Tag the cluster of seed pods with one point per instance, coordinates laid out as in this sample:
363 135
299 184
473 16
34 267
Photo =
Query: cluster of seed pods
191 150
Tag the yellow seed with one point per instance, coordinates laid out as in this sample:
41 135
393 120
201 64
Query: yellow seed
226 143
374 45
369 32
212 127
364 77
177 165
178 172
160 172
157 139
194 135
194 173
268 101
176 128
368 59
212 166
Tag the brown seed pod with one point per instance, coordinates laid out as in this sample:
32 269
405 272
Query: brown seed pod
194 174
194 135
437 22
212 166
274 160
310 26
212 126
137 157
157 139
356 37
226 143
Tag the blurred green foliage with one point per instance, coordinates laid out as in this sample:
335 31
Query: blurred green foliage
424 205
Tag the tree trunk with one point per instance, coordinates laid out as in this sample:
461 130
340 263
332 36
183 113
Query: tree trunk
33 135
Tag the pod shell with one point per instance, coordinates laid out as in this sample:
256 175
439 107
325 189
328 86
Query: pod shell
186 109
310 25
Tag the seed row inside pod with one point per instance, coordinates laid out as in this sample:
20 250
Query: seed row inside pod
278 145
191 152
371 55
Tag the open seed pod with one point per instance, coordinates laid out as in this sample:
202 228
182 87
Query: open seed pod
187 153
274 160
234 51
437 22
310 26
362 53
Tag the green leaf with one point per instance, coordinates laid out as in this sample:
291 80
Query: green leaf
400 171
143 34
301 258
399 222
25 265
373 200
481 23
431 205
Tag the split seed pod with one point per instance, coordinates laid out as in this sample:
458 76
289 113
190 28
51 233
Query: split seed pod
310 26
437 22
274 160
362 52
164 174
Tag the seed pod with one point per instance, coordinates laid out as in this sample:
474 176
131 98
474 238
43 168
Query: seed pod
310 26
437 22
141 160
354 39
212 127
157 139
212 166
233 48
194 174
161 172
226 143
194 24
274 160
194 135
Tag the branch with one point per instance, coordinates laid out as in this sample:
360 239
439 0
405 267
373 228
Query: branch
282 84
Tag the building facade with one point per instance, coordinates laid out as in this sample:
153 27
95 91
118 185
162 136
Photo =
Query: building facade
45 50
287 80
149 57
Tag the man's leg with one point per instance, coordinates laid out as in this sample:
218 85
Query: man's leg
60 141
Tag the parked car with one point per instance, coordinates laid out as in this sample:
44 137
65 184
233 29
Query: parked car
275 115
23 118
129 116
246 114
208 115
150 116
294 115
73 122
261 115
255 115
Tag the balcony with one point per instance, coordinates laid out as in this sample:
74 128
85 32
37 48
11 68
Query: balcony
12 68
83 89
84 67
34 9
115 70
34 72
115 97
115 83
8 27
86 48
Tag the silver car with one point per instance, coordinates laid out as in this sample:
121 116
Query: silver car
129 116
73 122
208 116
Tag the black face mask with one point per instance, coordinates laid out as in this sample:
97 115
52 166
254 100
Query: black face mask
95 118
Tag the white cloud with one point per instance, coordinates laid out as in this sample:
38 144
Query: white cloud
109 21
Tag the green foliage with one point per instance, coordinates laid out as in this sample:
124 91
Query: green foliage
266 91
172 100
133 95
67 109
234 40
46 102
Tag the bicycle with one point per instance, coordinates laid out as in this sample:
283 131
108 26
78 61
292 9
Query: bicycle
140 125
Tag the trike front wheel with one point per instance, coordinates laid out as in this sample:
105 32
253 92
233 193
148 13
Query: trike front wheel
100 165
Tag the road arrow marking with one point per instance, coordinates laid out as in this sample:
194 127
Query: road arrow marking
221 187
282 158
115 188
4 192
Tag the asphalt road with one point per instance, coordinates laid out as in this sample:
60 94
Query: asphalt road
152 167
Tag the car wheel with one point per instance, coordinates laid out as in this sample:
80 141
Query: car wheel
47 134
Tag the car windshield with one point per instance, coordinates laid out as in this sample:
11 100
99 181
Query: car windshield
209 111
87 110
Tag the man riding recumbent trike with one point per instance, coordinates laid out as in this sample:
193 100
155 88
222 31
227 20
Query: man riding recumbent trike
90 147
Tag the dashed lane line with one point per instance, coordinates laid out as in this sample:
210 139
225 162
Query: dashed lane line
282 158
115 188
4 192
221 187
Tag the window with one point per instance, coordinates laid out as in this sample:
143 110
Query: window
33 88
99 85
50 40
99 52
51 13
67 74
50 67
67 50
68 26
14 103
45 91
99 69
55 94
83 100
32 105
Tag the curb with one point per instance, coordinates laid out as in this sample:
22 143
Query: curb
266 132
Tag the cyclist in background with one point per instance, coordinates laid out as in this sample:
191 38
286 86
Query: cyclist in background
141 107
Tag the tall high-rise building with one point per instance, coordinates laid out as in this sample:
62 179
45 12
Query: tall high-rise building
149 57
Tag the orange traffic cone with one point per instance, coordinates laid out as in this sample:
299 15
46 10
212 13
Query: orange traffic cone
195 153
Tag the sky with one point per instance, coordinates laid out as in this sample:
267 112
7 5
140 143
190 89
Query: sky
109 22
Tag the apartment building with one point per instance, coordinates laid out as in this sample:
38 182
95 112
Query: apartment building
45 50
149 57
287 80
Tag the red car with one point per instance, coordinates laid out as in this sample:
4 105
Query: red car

══════

_Task brief_
Copy the records above word for word, every line from first to last.

_Complete output_
Tag the cluster of seed pods with one point per instance, coordinates laid out as in this sample:
363 135
299 184
473 16
34 267
Photo =
Query: cluster of seed pods
191 150
Tag the yellow seed with one point per instance, coordinates laid out as in this sample:
41 135
393 120
201 64
Query: yellow seed
226 143
374 45
369 32
212 127
364 77
177 165
178 172
160 172
157 139
194 135
194 173
268 101
176 128
368 59
212 166
Tag the brown seed pod with one point per instance, coordinates laid out as in this sample:
32 269
405 272
Query: brown seed pod
194 174
194 135
437 22
212 166
274 160
310 26
212 126
137 157
157 139
356 37
226 143
Tag the blurred green foliage with one point per instance, coordinates laid out as in this sample:
335 31
Query: blurred green foliage
424 205
Tag the tree trunk with one point per instance, coordinates laid out as in this sample:
461 130
340 263
332 36
183 113
Query: tree trunk
33 135
Tag the pod shell with one point per instance, coordinates laid out as in this sample:
256 175
439 107
325 189
328 86
Query: pod shell
186 109
310 25
Tag the seed row inside pod with one point per instance, coordinates laid out as in this sample:
20 250
Query: seed row inside pod
278 145
191 152
371 55
Tag the open seed pod with one point per instance, coordinates laid out as in this sample:
202 228
182 87
Query: open seed pod
187 153
274 160
234 51
437 22
310 26
362 53
Tag the green leaf with one point per instance, coordinates laid out as in this sample:
291 80
Query: green leaf
400 171
143 34
301 258
399 222
25 265
373 200
481 23
431 205
Tag the split seed pod with one point per instance, coordinates laid out as in this sample:
458 76
289 113
190 28
51 233
Query: split seed pod
310 26
437 22
274 160
362 52
164 174
Tag the seed pod with one point per instance, coordinates laid out as in this sample:
474 176
131 98
474 238
43 168
Query: seed pod
310 26
437 22
141 160
354 39
212 127
157 139
212 166
233 48
194 174
161 172
226 143
194 24
274 160
194 135
Tag the branch with one point per instance, coordinates laid out as in this sample:
360 239
439 0
405 267
373 228
Query: branch
282 84
Tag the building facade with one point per instance, coordinates laid out as in this sample:
153 27
95 91
118 185
162 136
Photo =
Query: building facade
45 50
287 80
149 57
Tag the man's leg with one point per instance, coordinates laid out as in this sample:
218 85
Query: man's leg
60 141
Tag the parked car with one point per instance, coordinates laid out as in this sample:
44 137
65 184
233 29
Query: parked car
275 115
23 118
129 116
246 114
208 115
150 116
294 115
73 122
261 115
255 115
Tag the balcony with one point per instance, coordinates laid out as in this sample:
74 128
85 32
37 48
11 68
Query: balcony
12 68
83 89
84 67
34 9
115 70
34 72
115 97
115 83
8 27
86 48
Tag the silver car with one point per instance, coordinates laid out as in this sample:
121 116
Query: silver car
129 116
73 122
208 116
Tag the black face mask with one point per instance, coordinates laid out as in this sample:
97 115
52 166
254 100
Query: black face mask
95 118
Tag the white cloud with one point per instance, coordinates laid out as in this sample:
38 144
Query: white cloud
109 21
Tag the green foliage with one point per instance, coordinates laid out as in this sample:
124 91
Query: green foliage
266 91
172 100
133 95
67 109
234 40
46 102
Tag the bicycle with one point per instance, coordinates laid out as in this sample:
283 131
108 26
78 61
292 9
Query: bicycle
140 125
Tag the trike front wheel with one point per instance, coordinates laid out as in this sample:
105 32
253 92
233 193
148 13
Query: trike front wheel
100 165
Tag the road arrow marking with one point per instance, coordinates laid out as in this sample:
194 127
Query: road arrow marking
221 187
282 158
115 188
4 192
Tag the asphalt road with one point per instance, coordinates laid out as in this sample:
60 94
Query: asphalt road
152 167
Tag the car wheel with one point per instance, coordinates laid out as in this sample:
80 141
Query: car wheel
47 134
Tag the car windshield with one point per instance, coordinates laid out as in this sample:
11 100
99 181
Query: car windshield
209 111
87 110
Tag the man riding recumbent trike with one point per instance, coordinates laid out as in this sample:
193 100
155 88
222 31
227 20
Query: man riding recumbent trike
90 147
Tag the dashed lane line with one point per instance, coordinates laid out as in this sample:
210 139
225 162
Query: dashed lane line
282 158
115 188
4 192
221 187
Tag the window with one point per instance, coordinates laid out as in this sample:
143 110
Query: window
33 88
99 85
50 40
99 52
51 13
67 74
50 67
67 50
68 26
14 103
45 91
99 69
55 94
83 100
32 105
Tag the curb with one point per instance, coordinates laid out as in this sample:
22 143
Query: curb
266 132
Tag the cyclist in background with one point per instance, coordinates laid out as in this sample:
191 38
286 86
Query: cyclist in background
141 107
Tag the tall high-rise building with one point per instance, coordinates laid out as in this sample:
62 179
45 12
Query: tall high-rise building
149 57
Tag the orange traffic cone with one point per instance, coordinates laid out as in this sample:
299 15
46 10
212 13
Query: orange traffic cone
195 153
Tag the sky with one point per instance, coordinates laid out as in this sample:
267 112
7 5
140 143
190 89
Query: sky
109 22
Tag the apartment building with one point per instance, coordinates laid out as in this sample:
38 182
95 112
Query: apartment building
45 50
149 57
287 80
Tag the red car with one point per instance, coordinates laid out as in this sample:
4 105
Query: red car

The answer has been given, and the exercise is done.